◆ PROMPT:
Repeat the data below exactly, with every entry included.

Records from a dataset
____
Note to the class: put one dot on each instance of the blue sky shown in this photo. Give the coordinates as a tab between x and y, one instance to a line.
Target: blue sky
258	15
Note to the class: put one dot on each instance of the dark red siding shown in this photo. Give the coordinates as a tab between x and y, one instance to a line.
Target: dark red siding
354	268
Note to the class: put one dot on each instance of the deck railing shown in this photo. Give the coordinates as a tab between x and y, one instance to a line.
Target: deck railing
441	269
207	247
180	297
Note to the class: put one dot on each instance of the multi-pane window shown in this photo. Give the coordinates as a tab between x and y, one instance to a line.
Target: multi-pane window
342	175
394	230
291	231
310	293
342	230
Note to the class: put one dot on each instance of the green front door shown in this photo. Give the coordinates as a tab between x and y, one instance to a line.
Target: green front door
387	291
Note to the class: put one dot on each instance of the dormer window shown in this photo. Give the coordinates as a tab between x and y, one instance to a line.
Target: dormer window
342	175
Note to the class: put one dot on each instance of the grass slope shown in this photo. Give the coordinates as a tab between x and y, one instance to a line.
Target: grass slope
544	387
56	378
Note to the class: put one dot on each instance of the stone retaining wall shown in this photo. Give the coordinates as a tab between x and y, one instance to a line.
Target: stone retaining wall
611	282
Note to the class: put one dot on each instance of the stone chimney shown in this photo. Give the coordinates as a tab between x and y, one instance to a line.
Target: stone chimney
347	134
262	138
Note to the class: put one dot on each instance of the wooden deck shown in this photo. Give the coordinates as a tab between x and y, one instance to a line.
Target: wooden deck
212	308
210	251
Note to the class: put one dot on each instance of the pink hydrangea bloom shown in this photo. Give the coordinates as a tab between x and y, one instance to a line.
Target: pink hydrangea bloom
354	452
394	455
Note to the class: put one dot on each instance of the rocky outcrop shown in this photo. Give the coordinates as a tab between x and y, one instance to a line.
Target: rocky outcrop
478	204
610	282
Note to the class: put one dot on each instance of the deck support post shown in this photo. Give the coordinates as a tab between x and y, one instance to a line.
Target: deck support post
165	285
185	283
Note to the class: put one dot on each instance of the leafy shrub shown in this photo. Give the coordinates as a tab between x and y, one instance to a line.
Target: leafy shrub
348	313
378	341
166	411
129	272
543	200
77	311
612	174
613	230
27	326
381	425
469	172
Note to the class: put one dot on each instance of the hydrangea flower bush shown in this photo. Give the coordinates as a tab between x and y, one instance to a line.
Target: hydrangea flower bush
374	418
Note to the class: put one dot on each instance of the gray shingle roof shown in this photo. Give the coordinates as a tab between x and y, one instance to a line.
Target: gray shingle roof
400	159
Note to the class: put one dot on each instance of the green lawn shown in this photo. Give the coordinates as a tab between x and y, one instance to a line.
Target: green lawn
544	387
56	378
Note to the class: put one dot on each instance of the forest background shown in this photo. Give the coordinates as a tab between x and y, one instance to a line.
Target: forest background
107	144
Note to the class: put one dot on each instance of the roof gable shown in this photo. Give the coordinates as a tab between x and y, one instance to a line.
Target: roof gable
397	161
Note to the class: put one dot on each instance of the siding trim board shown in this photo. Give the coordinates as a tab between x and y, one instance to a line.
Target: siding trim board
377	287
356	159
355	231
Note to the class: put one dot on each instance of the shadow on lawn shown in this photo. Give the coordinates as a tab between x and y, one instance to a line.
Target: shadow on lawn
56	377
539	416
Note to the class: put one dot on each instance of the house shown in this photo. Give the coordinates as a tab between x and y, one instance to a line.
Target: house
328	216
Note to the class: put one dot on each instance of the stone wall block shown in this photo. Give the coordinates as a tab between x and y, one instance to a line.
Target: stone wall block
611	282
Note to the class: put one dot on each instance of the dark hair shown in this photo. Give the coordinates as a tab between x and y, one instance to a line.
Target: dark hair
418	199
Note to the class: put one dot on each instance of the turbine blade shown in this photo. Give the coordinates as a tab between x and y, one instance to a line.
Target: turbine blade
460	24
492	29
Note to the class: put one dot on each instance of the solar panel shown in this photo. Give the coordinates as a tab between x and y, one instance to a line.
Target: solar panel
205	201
____
◆ EXERCISE SOLUTION:
Note to the class: put one dot on each instance of the blue sky shown in this photo. Give the coordinates as a tab between x and y, one instance to a line.
Target: blue sky
258	15
Note to the class: put one dot on each instance of the dark red siding shown in this photo. Give the coordinates as a tab between x and y, one instance to a line.
Target: dark red siding
354	268
Note to the class: put one dot on each instance of the deck railing shown in this photo. Give the coordinates as a tab between x and y, one instance to a line.
Target: deck railing
441	269
207	247
180	297
Note to the class: put one dot on each instance of the multi-pane window shown in this photo. Give the coordinates as a tab between x and y, one instance to a line.
Target: multi-pane window
342	175
394	230
291	231
310	293
342	230
Note to the class: put one dot on each instance of the green front door shown in this photo. Give the coordinates as a tab between x and y, one instance to a line.
Target: green front door
387	291
Note to the class: put one dot on each instance of the dormer window shown in this photo. Give the coordinates as a tab between x and y, one instance to a line.
Target: dormer window
342	175
Note to the class: put one dot on each instance of the grass slope shown in this photo. Give the coordinates as a tab between x and y, one instance to a line.
Target: grass slope
544	387
56	378
Note to the class: put one dot on each instance of the stone retaining wall shown in this photo. Give the coordinates as a tab between x and y, one instance to a line.
Target: stone retaining wall
611	282
Note to the class: put one dot on each instance of the stone chimney shown in this photo. Give the coordinates as a tab between x and y, one instance to a line.
Target: stone chimney
347	134
262	138
Note to the class: put one dot on each instance of the wooden deck shown in this photo. Give the coordinates as a tab between x and y, one instance to a line.
Target: wooden deck
212	308
210	251
Note to the class: put one dot on each instance of the pink hydrangea bloom shown in this photo. Give the coordinates as a tab between x and y, one instance to a line.
Target: pink hydrangea bloom
354	452
394	455
Note to the class: put one dot on each instance of the rocky outcrop shown in this photo. Give the coordinates as a tab between x and y, one instance to a line.
Target: rocky outcrop
478	204
610	282
Note to the class: put one dot on each instance of the deck support post shown in this photo. Give the coordinates as a tab between x and y, one instance to a line.
Target: deck support post
165	285
185	283
Note to the class: put one dot on each instance of the leafy shrub shown in this photo. Give the coordinates as a tab between x and y, one instance to a line.
Target: leafy shrub
348	313
378	341
166	411
129	272
543	200
77	311
612	174
613	230
27	326
381	425
469	172
Note to the class: put one dot on each instance of the hydrangea flower bush shown in this photo. Give the coordinates as a tab between x and y, one instance to a line.
Target: hydrangea flower bush
374	418
Note to the class: put one dot on each instance of the gray shingle roof shown in this photo. Give the coordinates as a tab between x and y, one instance to a line.
Target: gray shingle roof
400	159
Note to the class: put one dot on each instance of the green lawn shown in this photo. Give the coordinates as a tab between x and y, one instance to a line.
Target: green lawn
544	387
56	378
Note to the class: put one dot on each instance of the forest background shown in this photo. Give the coordinates as a tab between x and y, one instance to a line.
Target: forest background
107	144
Note to the class: put one dot on each instance of the roof gable shown in this photo. Give the coordinates as a tab between x and y, one instance to a line.
Target: roof gable
397	161
Note to the class: put one dot on each instance of the siding trim board shown in this photo. Give the coordinates as a tab between x and y, one instance to a line.
Target: siding trim board
377	287
356	159
355	231
Note to the class: put one dot on each instance of the shadow on lawn shown in this photo. Give the coordinates as a tab between x and y, one instance to a line.
Target: shadow on lawn
56	377
539	416
Note to the class: put one dot on each instance of the house shown in this photo. Give the coordinates as a tab between x and y, one instance to a line.
Target: house
328	216
Note to the class: put one dot on each instance of the stone wall block shown in this photo. Give the coordinates as a tab between x and y, one instance to a line.
Target: stone wall block
611	282
Note to the class: put one dot on each instance of the dark hair shown in this photo. Give the coordinates as a tab between x and y, one instance to a line.
Target: dark hair
418	199
Note to the class: put one dot on each instance of the turbine blade shown in this photo. Give the coordinates as a tab between x and y, one instance to a line.
Target: turbine blade
460	24
492	29
Note to the class: put one dot on each instance of the solar panel shown in this photo. Give the coordinates as a tab between x and y, one instance to a line.
Target: solar panel
205	201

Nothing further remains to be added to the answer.